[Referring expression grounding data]
-----

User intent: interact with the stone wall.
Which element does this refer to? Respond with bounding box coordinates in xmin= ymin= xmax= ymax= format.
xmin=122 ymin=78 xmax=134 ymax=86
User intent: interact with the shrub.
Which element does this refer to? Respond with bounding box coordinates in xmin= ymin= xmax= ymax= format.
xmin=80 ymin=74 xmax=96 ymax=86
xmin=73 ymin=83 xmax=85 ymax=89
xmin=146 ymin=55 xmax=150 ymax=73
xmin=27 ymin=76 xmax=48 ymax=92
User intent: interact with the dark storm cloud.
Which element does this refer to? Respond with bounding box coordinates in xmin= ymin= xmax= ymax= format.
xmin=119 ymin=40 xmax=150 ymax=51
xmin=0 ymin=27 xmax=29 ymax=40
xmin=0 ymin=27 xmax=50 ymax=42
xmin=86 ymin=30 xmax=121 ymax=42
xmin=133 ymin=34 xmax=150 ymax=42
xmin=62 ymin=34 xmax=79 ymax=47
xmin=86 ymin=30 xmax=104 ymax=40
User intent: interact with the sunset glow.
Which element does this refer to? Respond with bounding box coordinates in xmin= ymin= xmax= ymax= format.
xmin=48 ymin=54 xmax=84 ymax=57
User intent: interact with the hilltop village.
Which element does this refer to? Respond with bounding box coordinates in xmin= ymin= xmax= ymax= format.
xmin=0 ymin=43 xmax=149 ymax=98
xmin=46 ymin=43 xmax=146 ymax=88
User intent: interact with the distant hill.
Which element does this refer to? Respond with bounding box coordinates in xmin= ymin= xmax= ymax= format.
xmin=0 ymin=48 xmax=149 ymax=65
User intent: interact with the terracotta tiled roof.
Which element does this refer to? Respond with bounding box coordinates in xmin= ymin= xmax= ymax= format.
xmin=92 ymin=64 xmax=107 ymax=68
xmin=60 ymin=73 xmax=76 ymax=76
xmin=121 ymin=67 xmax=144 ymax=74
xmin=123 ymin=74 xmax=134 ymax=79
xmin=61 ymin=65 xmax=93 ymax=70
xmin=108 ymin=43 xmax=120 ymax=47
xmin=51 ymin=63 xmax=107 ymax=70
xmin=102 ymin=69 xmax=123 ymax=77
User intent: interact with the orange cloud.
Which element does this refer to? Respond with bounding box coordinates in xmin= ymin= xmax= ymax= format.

-----

| EXERCISE OBJECTIVE |
If a line of the entries holds the word "User", copy it out.

| RESULT OF THIS TASK |
User intent: interact with the stone wall.
User intent: interact with the shrub.
User intent: interact with the dark storm cloud.
User intent: interact with the sunset glow.
User intent: interact with the hilltop village.
User intent: interact with the distant hill.
User intent: interact with the terracotta tiled roof.
User intent: interact with the orange cloud.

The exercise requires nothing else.